Text excerpt START
By Sarah Trefethen
New York City’s incoming mayor, Bill de Blasio, and his family announced last week that they will be moving in to Gracie Mansion, the official mayor’s residence overlooking the East River in the neighborhood of Yorkville.
The two-story, Federalist style mansion has been without a full-time resident for the 12 years that Mayor Michael Bloomberg has held the city’s highest office.
“I’m sure it’s a conversation all across the neighborhood,” said Richard Steinberg, a broker with Warburg Realty. “It gives more status to the neighborhood, now that the mayor is going to live there again.”
The return of the city’s first family will be just one more selling point for brokers working in the staid-but-ritzy neighborhood, located between 72nd and 96th Streets from Third Avenue to the East River.
Current listings in the area include a five-bedroom, five-bath penthouse condo at 10 Gracie Square for $18.9 million and a one-bedroom co-op in 315 East 80th St. for $660,000. The average price per square foot for the 255 listings on StreetEasy.com is $1,017, with a median price of $678,500.
Inventory in the neighborhood is low, along with the rest of Manhattan. Evelyn Katz, an associate broker at Fox Residential who lives on East End Avenue, said she has sold five apartments in Yorkville in the past year. The sales were mostly family apartments, sold to young families or couples looking to start a family. “People come here for the private schools, for the shopping and for the quiet,” she said.
The new mayor will be accompanied in his move to Gracie Mansion by his wife and their two teenage children. The announcement of the move was posted on de Blasio’s website in a message from the entire family.
“For generations of New Yorkers, Gracie Mansion has been the home of the city’s Mayors and their families. It is a place where we celebrate the city and its people, a place where history doesn’t just reside, but is experienced by our fellow citizens,” the announcement reads.
The Mayor’s residence sits in the 14.9 acre Carl Schurz Park. One of the neighborhood’s most touted amenities, the park features a playground, waterfront promenade and two dog runs.
Yorkville is almost suburban in its quiet, according to brokers, something that might not count as an attraction to two teenagers from Park Slope.
But Michael Moran, of Douglas Elliman, said the de Blasio kids shouldn’t find the transition too difficult.
“They’re going to be 15-20 minutes away from all of their friends who are going to be coming into Manhattan, and they’re going to have the most beautiful back yard,” he said, before he thought of Central Park and corrected himself: “Second most beautiful back yard.”
The proximity of the Chapin and Brearley Schools, two private girls schools, might be a selling point for the incoming mayor’s teenage son, Steinberg suggested.
Text excerpt END
Records START
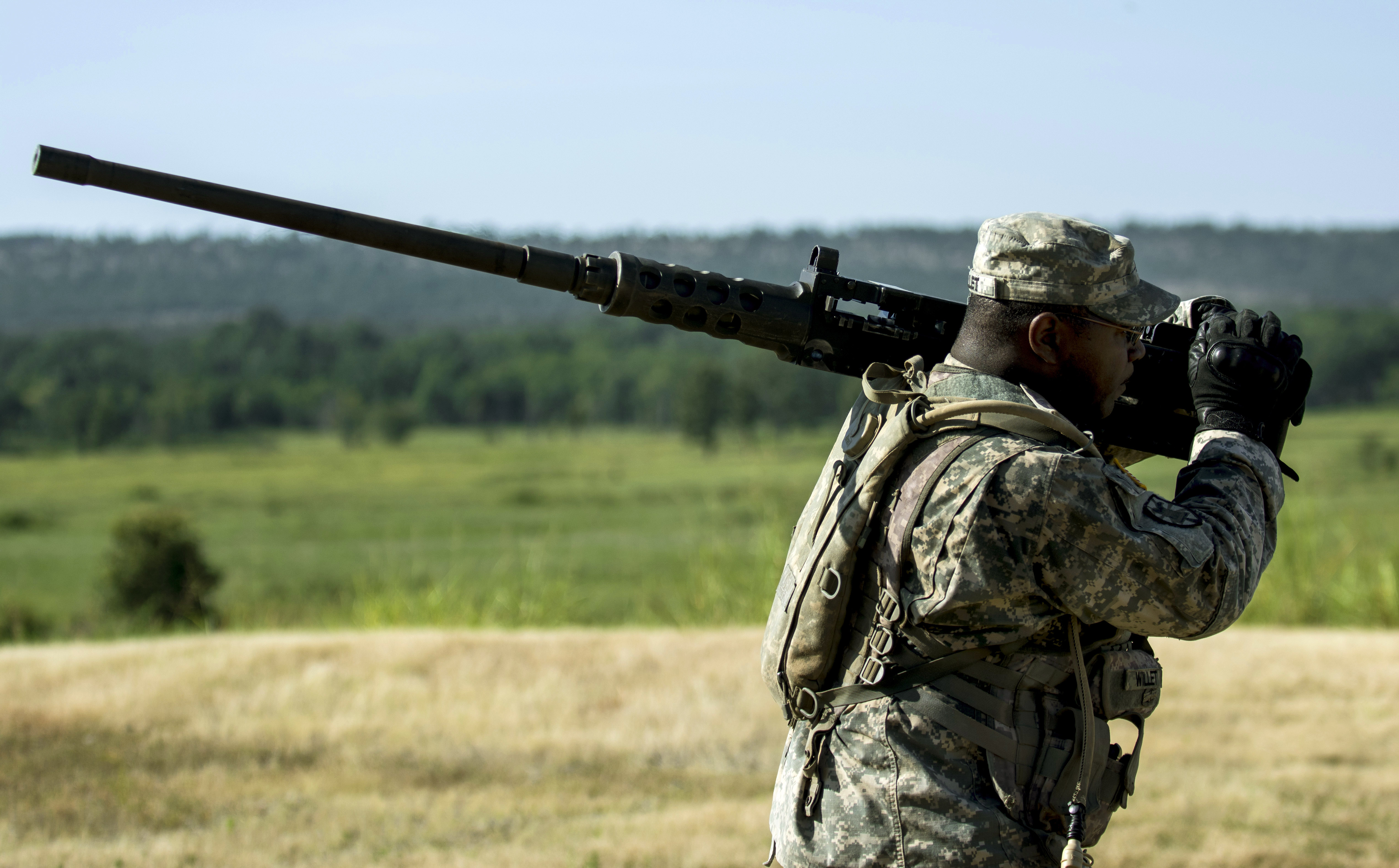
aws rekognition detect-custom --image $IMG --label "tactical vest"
[762,358,1161,847]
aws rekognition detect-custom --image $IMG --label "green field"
[0,410,1399,636]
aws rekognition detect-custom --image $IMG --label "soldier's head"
[953,211,1179,425]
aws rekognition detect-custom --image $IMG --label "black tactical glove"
[1188,310,1309,439]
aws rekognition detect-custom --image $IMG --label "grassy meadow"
[0,410,1399,636]
[0,628,1399,868]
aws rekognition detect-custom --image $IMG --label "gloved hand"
[1188,310,1303,439]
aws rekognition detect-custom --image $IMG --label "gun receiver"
[34,145,1237,458]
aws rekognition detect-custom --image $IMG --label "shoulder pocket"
[1108,472,1214,569]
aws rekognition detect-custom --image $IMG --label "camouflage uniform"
[769,215,1283,868]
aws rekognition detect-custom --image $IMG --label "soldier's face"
[1068,321,1146,419]
[1028,313,1146,425]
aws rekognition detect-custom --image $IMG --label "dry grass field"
[0,628,1399,868]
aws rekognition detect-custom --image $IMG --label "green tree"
[106,509,222,626]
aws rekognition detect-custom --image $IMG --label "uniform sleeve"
[1034,431,1283,639]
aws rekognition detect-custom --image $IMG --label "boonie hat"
[968,211,1181,328]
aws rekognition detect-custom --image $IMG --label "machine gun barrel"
[34,145,1220,458]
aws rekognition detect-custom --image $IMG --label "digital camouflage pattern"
[771,359,1283,868]
[968,211,1181,326]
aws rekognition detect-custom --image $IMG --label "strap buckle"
[792,688,821,720]
[874,587,904,623]
[870,626,894,657]
[859,657,884,683]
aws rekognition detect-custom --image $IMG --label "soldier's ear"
[1025,312,1068,365]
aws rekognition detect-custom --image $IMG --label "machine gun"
[34,145,1311,458]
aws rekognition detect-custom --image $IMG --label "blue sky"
[0,0,1399,235]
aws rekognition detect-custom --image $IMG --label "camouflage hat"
[968,211,1181,326]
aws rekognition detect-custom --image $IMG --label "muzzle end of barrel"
[34,145,94,185]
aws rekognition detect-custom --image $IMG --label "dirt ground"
[0,628,1399,868]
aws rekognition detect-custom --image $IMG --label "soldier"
[764,212,1301,868]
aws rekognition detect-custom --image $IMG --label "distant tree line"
[0,309,1399,449]
[0,309,858,449]
[0,223,1399,333]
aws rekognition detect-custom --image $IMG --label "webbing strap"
[963,657,1025,691]
[813,648,995,717]
[919,693,1037,766]
[930,672,1014,727]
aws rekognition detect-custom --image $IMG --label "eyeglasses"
[1063,313,1149,345]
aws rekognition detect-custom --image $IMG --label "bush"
[677,362,727,451]
[106,509,222,626]
[0,602,53,642]
[374,401,418,446]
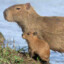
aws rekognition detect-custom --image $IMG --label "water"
[0,0,64,64]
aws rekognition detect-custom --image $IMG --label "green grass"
[0,45,39,64]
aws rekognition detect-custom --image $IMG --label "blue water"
[0,0,64,64]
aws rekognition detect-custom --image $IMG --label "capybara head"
[22,32,37,39]
[4,3,35,22]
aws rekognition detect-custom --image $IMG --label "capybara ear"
[33,32,37,35]
[25,3,31,10]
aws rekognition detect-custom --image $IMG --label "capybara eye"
[27,33,30,35]
[16,8,20,10]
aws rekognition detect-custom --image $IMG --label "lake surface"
[0,0,64,64]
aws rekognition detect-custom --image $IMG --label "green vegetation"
[0,45,39,64]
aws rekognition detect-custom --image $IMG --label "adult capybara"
[22,32,50,61]
[0,32,5,45]
[4,3,64,52]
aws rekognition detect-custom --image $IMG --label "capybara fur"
[22,32,50,61]
[4,3,64,52]
[0,32,5,45]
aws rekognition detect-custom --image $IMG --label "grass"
[0,42,39,64]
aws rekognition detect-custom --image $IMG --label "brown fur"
[23,32,50,61]
[4,3,64,52]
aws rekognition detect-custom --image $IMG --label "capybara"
[4,3,64,52]
[22,32,50,61]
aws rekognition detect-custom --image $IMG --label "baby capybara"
[4,3,64,52]
[22,32,50,61]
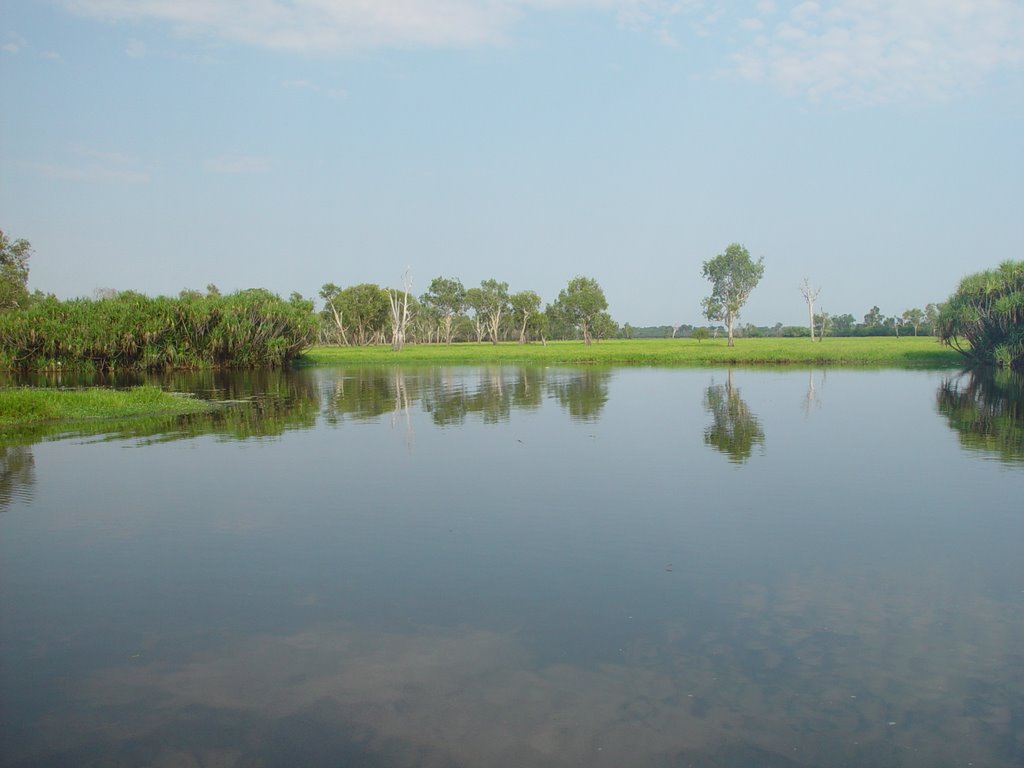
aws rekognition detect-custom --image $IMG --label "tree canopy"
[700,243,765,347]
[939,261,1024,371]
[0,229,32,309]
[554,275,610,344]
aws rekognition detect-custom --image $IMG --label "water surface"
[0,368,1024,767]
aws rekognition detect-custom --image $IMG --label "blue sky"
[0,0,1024,326]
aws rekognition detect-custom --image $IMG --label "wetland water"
[0,368,1024,768]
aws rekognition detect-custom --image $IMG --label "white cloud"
[37,146,150,184]
[62,0,703,54]
[206,155,270,174]
[733,0,1024,103]
[125,40,145,58]
[281,80,348,98]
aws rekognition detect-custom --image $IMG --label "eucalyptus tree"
[466,288,487,344]
[509,291,541,344]
[0,229,32,309]
[319,283,348,345]
[384,269,415,352]
[420,276,466,344]
[477,279,509,344]
[554,275,610,344]
[939,261,1024,370]
[900,308,925,336]
[800,278,821,341]
[700,243,765,347]
[336,283,391,345]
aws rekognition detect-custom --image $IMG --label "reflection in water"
[936,369,1024,462]
[0,445,36,512]
[705,369,765,464]
[548,368,611,422]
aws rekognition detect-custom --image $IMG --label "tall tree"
[0,229,32,309]
[420,276,466,344]
[554,275,610,344]
[700,243,765,347]
[939,261,1024,371]
[509,291,541,344]
[800,278,821,341]
[477,279,509,344]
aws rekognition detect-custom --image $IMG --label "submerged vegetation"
[939,261,1024,371]
[298,337,961,368]
[0,289,316,371]
[0,386,213,430]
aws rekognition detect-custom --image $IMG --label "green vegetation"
[0,289,316,371]
[939,261,1024,371]
[700,243,765,347]
[937,368,1024,463]
[298,337,961,368]
[0,386,214,431]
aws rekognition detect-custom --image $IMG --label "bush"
[938,261,1024,370]
[0,289,316,371]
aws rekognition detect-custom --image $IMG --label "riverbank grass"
[297,336,964,369]
[0,386,214,428]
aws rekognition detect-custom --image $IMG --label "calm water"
[0,368,1024,768]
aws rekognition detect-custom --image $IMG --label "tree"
[800,278,821,341]
[700,243,765,347]
[864,306,885,328]
[420,278,466,344]
[509,291,541,344]
[337,283,391,345]
[0,229,32,309]
[385,268,413,352]
[477,279,509,344]
[554,275,611,344]
[902,308,925,336]
[939,261,1024,371]
[319,283,348,346]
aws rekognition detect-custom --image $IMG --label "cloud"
[63,0,703,54]
[206,155,270,174]
[125,40,145,58]
[281,80,348,98]
[37,146,150,184]
[732,0,1024,104]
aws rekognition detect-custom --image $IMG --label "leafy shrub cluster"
[939,261,1024,370]
[0,289,317,371]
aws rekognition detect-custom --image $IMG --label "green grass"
[298,336,964,368]
[0,386,214,429]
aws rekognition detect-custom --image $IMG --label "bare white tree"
[387,267,413,352]
[800,278,821,341]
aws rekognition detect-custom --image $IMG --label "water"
[0,368,1024,768]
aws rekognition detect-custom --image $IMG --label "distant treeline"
[622,304,942,339]
[0,289,317,371]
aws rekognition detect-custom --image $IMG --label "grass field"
[0,387,214,430]
[297,336,964,368]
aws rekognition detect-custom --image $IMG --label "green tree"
[939,261,1024,370]
[554,275,610,344]
[420,276,466,344]
[0,229,32,309]
[509,291,541,344]
[901,308,925,336]
[336,283,391,345]
[477,279,509,344]
[700,243,765,347]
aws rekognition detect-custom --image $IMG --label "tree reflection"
[548,368,611,422]
[703,369,765,464]
[936,369,1024,463]
[0,445,36,512]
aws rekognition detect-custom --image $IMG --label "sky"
[0,0,1024,326]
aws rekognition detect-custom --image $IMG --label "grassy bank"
[298,337,964,368]
[0,387,214,430]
Records END
According to the article on Gracie Mansion and Yorkville, how many acres is Carl Schurz Park?

Answer section -
Carl Schurz Park is 14.9 acres.